* Given problem *
Copy every line of the material below word for word, with no changes.
==== Task data
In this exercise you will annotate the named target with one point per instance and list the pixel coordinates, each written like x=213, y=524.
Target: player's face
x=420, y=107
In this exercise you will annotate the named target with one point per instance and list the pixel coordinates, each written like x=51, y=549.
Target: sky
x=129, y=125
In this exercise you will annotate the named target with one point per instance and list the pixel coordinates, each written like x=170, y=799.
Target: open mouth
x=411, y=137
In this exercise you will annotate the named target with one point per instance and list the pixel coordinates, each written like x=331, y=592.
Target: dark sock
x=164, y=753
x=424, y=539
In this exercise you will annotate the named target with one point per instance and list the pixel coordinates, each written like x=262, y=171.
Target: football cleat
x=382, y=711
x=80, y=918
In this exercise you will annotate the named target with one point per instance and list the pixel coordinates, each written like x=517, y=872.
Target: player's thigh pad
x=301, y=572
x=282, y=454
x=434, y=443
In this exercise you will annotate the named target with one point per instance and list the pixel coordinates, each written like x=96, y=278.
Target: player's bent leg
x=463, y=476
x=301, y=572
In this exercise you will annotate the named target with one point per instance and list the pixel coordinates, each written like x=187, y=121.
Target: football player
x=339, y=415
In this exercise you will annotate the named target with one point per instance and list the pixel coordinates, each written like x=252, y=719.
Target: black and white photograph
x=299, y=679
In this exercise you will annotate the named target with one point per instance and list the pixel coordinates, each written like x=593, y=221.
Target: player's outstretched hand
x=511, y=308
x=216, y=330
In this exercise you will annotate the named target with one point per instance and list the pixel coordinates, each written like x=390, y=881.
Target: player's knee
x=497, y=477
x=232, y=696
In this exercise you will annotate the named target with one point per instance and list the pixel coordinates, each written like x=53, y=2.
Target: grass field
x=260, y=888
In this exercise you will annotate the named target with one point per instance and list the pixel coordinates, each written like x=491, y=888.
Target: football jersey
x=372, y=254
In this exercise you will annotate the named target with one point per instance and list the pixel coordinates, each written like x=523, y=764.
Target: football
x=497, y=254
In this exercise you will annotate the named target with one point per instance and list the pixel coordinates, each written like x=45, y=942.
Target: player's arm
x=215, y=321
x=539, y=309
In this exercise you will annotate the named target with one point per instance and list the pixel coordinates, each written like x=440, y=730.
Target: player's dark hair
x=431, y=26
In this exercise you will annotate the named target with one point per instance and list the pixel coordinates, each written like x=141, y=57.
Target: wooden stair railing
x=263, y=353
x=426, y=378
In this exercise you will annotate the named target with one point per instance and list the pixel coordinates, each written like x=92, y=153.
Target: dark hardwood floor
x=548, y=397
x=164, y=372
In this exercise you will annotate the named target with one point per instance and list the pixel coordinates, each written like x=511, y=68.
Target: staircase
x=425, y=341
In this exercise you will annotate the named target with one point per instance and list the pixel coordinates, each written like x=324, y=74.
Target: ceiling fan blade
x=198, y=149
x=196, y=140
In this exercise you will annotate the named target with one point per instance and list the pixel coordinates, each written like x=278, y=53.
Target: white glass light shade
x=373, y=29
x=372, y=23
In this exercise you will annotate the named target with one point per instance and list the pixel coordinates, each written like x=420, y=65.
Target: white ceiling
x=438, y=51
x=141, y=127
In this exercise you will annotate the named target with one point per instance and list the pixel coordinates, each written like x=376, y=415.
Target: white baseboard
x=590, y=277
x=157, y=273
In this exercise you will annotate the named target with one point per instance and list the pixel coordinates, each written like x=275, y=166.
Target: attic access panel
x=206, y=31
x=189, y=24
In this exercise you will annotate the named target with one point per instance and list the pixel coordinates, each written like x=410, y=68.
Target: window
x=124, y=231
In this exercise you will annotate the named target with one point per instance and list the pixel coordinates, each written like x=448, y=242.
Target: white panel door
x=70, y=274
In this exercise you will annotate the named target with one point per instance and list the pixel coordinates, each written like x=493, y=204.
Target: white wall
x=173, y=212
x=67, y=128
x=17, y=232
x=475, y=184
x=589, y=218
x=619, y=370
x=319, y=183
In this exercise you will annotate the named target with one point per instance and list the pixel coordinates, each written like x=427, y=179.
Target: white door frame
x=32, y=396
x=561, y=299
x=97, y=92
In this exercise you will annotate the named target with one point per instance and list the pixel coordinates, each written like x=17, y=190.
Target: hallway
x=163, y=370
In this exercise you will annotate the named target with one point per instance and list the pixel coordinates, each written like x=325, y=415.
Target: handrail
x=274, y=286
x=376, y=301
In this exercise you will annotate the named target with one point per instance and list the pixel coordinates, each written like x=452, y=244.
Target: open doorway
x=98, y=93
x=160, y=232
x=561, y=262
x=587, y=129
========
* Output for this exercise *
In this exercise you will annotate the named target with one point per instance and list the pixel coordinates, each written like x=213, y=524.
Target: player's face
x=420, y=107
In this exercise you will annotate the named target with one point per instance and list the pixel coordinates, each written like x=51, y=549.
Target: sky
x=129, y=125
In this exercise you will annotate the named target with one point per instance and list the pixel coordinates, each written like x=170, y=799.
Target: open mouth
x=411, y=137
In this exercise you will annotate the named target with one point per instance and list the pixel coordinates, each written like x=331, y=592.
Target: dark sock
x=164, y=753
x=424, y=539
In this exercise you will annotate the named target with one point per instance and list the pixel coordinates, each written like x=262, y=171.
Target: football cleat
x=382, y=711
x=80, y=918
In this exercise you will annotate the named target with one point per instance and list the pixel coordinates, each written like x=517, y=872.
Target: player's thigh pad
x=301, y=572
x=282, y=454
x=434, y=443
In this exercise you will annotate the named target with one point per instance and list the pixel coordinates, each written like x=96, y=278.
Target: player's bent leg
x=463, y=476
x=301, y=572
In this exercise you will annotate the named target with one point per instance and list the pixel coordinates, each written like x=187, y=121.
Target: football player
x=339, y=415
In this exercise you will annotate the named target with one point per instance and list the pixel coordinates, each written like x=252, y=719.
Target: black and white photograph
x=299, y=679
In this exercise you will annotate the named target with one point per instance and list the pixel coordinates, each written like x=593, y=221.
Target: player's outstretched hand
x=511, y=308
x=216, y=330
In this exercise you will annotate the named target with one point per instance and list the pixel coordinates, each written like x=390, y=881.
Target: player's knee
x=497, y=477
x=232, y=696
In this exercise you will annotate the named target with one point per instance and list the pixel coordinates, each written like x=53, y=2.
Target: grass field
x=260, y=888
In this exercise you will annotate the named target with one point per instance and list the pixel coordinates, each written like x=491, y=888.
Target: football jersey
x=372, y=254
In this exercise you will annotate the named target with one point per instance and list the pixel coordinates, each written like x=523, y=764.
Target: football
x=497, y=254
In this exercise you will annotate the named target with one point per instance and list the pixel coordinates, each written like x=45, y=942.
Target: player's arm
x=215, y=321
x=539, y=309
In this exercise you will annotate the named target with one point per instance and list the pixel coordinates, each written like x=440, y=730.
Target: player's dark hair
x=431, y=26
In this exercise you will annotate the named target with one point per instance and list the pixel coordinates, each written like x=141, y=57.
Target: wooden stair railing
x=263, y=353
x=426, y=378
In this exercise you will annotate the named target with one point per instance and list the pixel coordinates, each written like x=92, y=153.
Target: dark hardwood floor
x=548, y=397
x=164, y=372
In this exercise you will annotate the named target with one point per instance and list the pixel coordinates, each written like x=511, y=68.
Target: staircase
x=425, y=341
In this exercise you will annotate the named target with one point per instance and list the pixel coordinates, each written like x=324, y=74.
Target: ceiling fan blade
x=198, y=149
x=196, y=140
In this exercise you will annotate the named target with one point per instance and list the pixel coordinates, each written like x=278, y=53.
Target: white glass light shade
x=373, y=29
x=372, y=23
In this exercise you will annotate the named target with one point per instance and list the pixel coordinates, each written like x=420, y=65.
Target: white ceiling
x=438, y=51
x=141, y=127
In this exercise you will annotate the named target with one point per instance and list the pixel coordinates, each written like x=376, y=415.
Target: white baseboard
x=590, y=277
x=157, y=273
In this exercise you will annotate the named target with one point per instance and list the pixel coordinates, each written like x=275, y=166.
Target: attic access panel
x=206, y=31
x=189, y=24
In this exercise you will annotate the named target with one point per instance and list the pixel coordinates, each written like x=410, y=68.
Target: window
x=124, y=231
In this exercise you will annotate the named target with one point per instance and list the pixel coordinates, each written like x=448, y=242.
Target: white panel door
x=70, y=274
In this exercise you will annotate the named target with one point per instance and list the pixel coordinates, each written like x=493, y=204.
Target: white wall
x=173, y=212
x=67, y=128
x=17, y=232
x=475, y=184
x=589, y=218
x=619, y=370
x=319, y=183
In this exercise you will annotate the named target with one point per instance and list the pixel coordinates, each written like x=427, y=179.
Target: white door frame
x=32, y=396
x=561, y=299
x=97, y=92
In this exercise you will annotate the named target with one point per instance and list the pixel coordinates, each written like x=17, y=190.
Target: hallway
x=163, y=370
In this exercise you will annotate the named target with one point per instance and list the pixel coordinates, each written like x=325, y=415.
Target: handrail
x=274, y=286
x=376, y=301
In this exercise you will annotate the named target with one point per instance and list the pixel coordinates, each written like x=452, y=244.
Target: open doorway
x=98, y=93
x=160, y=232
x=561, y=262
x=587, y=129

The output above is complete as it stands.